SUPPLIED MATERIAL
+ + + +

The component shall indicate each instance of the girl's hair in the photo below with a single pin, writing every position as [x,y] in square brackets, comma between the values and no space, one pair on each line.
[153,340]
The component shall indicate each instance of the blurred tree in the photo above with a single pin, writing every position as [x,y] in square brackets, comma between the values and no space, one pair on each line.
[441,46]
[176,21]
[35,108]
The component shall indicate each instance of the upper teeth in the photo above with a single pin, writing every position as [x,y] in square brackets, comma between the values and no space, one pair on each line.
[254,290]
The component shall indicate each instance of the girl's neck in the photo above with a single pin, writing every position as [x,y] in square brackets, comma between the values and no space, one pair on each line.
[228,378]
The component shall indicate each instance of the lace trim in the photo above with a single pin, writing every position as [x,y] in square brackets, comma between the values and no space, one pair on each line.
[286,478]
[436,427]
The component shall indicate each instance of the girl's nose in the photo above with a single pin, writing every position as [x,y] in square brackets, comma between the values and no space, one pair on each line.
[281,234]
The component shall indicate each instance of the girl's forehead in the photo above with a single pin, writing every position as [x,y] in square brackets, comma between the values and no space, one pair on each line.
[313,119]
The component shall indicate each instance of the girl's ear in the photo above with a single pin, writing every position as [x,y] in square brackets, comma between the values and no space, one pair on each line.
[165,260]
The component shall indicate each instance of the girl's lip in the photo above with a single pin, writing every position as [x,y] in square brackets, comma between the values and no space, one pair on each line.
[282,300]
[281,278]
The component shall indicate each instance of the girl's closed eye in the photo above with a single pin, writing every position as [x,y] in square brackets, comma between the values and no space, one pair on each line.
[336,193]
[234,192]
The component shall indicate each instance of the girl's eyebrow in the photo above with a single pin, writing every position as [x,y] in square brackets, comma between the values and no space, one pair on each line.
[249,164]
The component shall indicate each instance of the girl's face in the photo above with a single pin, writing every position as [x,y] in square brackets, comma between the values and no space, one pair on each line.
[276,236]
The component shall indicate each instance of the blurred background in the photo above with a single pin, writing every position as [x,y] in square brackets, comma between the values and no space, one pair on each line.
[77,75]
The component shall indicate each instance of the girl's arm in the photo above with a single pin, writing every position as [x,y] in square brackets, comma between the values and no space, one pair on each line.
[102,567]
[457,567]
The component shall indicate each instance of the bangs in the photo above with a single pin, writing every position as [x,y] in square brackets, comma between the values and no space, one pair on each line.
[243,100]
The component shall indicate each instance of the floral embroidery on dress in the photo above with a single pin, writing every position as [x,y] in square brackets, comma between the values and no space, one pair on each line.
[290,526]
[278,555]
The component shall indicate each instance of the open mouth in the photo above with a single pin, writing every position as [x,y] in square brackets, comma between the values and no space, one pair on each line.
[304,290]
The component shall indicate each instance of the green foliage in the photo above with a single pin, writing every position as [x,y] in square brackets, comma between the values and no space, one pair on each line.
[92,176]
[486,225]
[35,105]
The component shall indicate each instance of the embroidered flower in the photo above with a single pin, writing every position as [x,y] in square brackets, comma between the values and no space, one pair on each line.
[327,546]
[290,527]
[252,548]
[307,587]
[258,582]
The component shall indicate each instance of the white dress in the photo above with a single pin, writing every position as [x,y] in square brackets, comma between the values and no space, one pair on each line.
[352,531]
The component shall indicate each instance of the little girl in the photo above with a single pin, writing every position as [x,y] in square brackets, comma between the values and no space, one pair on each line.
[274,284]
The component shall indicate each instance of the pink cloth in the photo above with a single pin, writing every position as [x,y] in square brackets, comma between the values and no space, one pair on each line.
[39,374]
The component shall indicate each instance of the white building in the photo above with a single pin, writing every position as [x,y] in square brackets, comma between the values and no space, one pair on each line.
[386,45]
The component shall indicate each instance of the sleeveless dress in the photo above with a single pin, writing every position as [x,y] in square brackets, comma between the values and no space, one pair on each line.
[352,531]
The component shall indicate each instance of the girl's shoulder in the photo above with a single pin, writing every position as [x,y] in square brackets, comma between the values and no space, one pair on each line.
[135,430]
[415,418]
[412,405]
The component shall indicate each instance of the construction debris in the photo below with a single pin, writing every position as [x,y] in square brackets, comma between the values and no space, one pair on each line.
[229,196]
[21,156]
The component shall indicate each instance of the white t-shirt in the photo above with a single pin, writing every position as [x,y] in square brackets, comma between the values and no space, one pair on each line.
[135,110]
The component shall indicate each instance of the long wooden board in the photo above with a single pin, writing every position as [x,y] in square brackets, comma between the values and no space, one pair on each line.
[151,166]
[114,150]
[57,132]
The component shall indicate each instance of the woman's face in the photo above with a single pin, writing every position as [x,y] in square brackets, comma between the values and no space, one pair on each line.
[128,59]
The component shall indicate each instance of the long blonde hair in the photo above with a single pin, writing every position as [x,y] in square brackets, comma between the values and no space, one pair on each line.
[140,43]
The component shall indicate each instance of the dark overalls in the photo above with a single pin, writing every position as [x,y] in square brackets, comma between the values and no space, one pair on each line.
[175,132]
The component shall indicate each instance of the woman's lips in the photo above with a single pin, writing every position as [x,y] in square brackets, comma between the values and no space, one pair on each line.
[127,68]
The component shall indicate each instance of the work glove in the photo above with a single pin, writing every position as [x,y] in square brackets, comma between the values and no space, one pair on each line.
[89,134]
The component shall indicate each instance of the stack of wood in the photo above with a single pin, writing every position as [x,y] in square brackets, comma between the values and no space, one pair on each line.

+ + + +

WHAT IS NEEDED
The records above need to be retyped in full, exactly as given.

RESPONSE FOR THIS EXERCISE
The component shall indicate each instance of the girl's hair in the photo below with a single pin, writing every position as [x,y] in square brackets, comma between the values and no space, one pair on each line.
[153,340]
The component shall indicate each instance of the blurred tree in the photo above with a single pin, writing every position as [x,y] in square brackets, comma between the values and no space, one pair on each line.
[441,46]
[176,21]
[35,108]
The component shall indicate each instance of the upper teeth in the photo above with a single pin, writing every position as [x,y] in square brackets, comma between the values and no space, one pair on each line.
[254,290]
The component shall indicate each instance of the girl's neck in the photo above with a single pin, writing every position as [x,y] in square brackets, comma between the values and no space, one pair on each line.
[228,378]
The component shall indicate each instance of the lace trim in the photo above with a single pin, writing every position as [x,y] in square brackets, comma between the values and no space, one pair on each line.
[286,478]
[436,427]
The component shall indicate each instance of the girl's nose in the photo above with a single pin, writing every position as [x,y] in square brackets, comma between the values and no space, one pair on each line.
[281,234]
The component shall indicate each instance of the girl's forehead in the photo above with a single pin, writing every position as [x,y] in square brackets, comma between the values and no space, one pair on each line.
[313,119]
The component shall indicate each instance of the girl's ear in the photo above with a single pin, writing every position as [x,y] in square brackets, comma between the values and no space, one pair on each line.
[165,260]
The component shall indicate each instance of the girl's lip in the photo above with a single pin, writing every position as [x,y] in square brackets, comma between the values and no space, one pair on each line.
[282,300]
[281,278]
The component shall indicate each instance of the girl's closed eye in the photo above with a single pin, writing every position as [x,y] in square brackets, comma between the values and no space, one pair on each line.
[336,193]
[234,192]
The component shall indicate each instance of the girl's eyebrow in the photo above with a single pin, writing every position as [x,y] in square brackets, comma between the values and no space, one pair on each line.
[249,164]
The component shall indicate each instance of the girl's face in the photo above with a single pin, writing every position as [x,y] in square brackets, comma between the values and no space, one pair on each line.
[276,236]
The component shall indicate each instance of the blurred background in the photo above with a single pin, writing every position as [x,y] in square brackets, comma between the values and no space, one pair on each line.
[77,75]
The component shall indicate each instance of the girl's arm in the photo above with a single pin, writing every position as [x,y] in square brackets, comma between the values and no space, one pair on each line.
[102,567]
[457,567]
The component shall indicate each instance of the bangs in the photo above with a single pin, writing every position as [x,y] in square brackets, comma between the values and no space, one pair on each line.
[243,100]
The component shall indicate each instance of the floral embroidery on dress in the photo above with a single pin, writing every position as [x,y] in square brackets, comma between the values and no space, one pair on each line.
[290,526]
[278,555]
The component shall indicate each instance of the open mouth in the photo above with a single pin, writing every position as [x,y] in square brackets, comma between the values and no space, one pair on each line.
[304,290]
The component shall indicate each instance of the green foliage in the photo above with a single pin, writing every position as [x,y] in square brackets, comma between the values and no space, one pair on each line.
[92,176]
[486,225]
[35,105]
The component shall indicate each instance of the embroidered flower in the photo above with a single pin, writing every position as [x,y] in square brackets, comma between the values and no space, one pair on each line.
[327,546]
[290,527]
[252,548]
[307,587]
[258,582]
The component shall indicate each instance of the white dress in the photo above with a single pin, writing every position as [x,y] in square brackets, comma between the values and no space, one pair on each line.
[352,531]
The component shall indicate each instance of the little girl in the photo above with a single pin, writing every position as [x,y] in square brackets, comma between the values and no space, one pair on each line.
[274,284]
The component shall indicate each instance of the pink cloth in the photo above with a single pin, writing every position as [x,y] in square brackets, comma between the values and no space, one pair on each line.
[39,374]
The component shall indicate each instance of the white building in the photo above with a single pin, writing every position as [x,y] in square brackets, comma between the values and no space, one pair on each line.
[386,45]
The component shall indicate each instance of the sleeveless dress in the photo above with a single pin, writing every position as [x,y] in square brackets, comma between the values and no space, one pair on each line.
[352,531]
The component shall indicate each instance of the girl's shoulder in the photo above with a single pin, writing every position as [x,y] in square brackets, comma between the values and no space, one pair on each line.
[135,430]
[415,418]
[412,405]
The component shall indicate each instance of the construction debris in the photo below with a single pin, writing every position as [x,y] in square brackets, comma between the values and no space, one pair on each line.
[229,196]
[21,156]
The component shall indicate each instance of the white t-shirt in the photo above with a single pin, writing every position as [x,y] in square brackets, comma between the values and no space, one pair on each line.
[135,110]
The component shall indicate each instance of the long wooden board in the photo above with a single pin, writing every position as [x,y] in square brackets, comma between the values and no space, one pair on each line.
[151,166]
[114,150]
[57,132]
The component shall indicate each instance of the woman's face in the photo above with a single pin, writing every position as [x,y] in square brackets, comma between the values and no space, one pair on each line.
[128,59]
The component shall indicate each instance of the long blonde hair in the photo above with a single pin, writing every position as [x,y] in square brackets, comma between the values and no space, one pair on each line.
[140,43]
The component shall indicate each instance of the dark overalls in the photo above with a single pin, writing every position as [x,y] in square brackets, comma between the values and no space, one pair on each line.
[175,132]
The component shall indicate each instance of the woman's lips in the photo above with a single pin, writing every position as [x,y] in square brackets, comma between the values and no space, one pair on each line.
[127,68]
The component shall indicate each instance of the work glove in the photo above with a single pin, writing every position as [x,y] in square brackets, comma between the values and no space, one pair on each line.
[89,134]
The component shall indicate each instance of the stack of wood in the photo above with a single pin, writing every position as [x,y] in square brackets, comma between the values and no space, one pair on each line.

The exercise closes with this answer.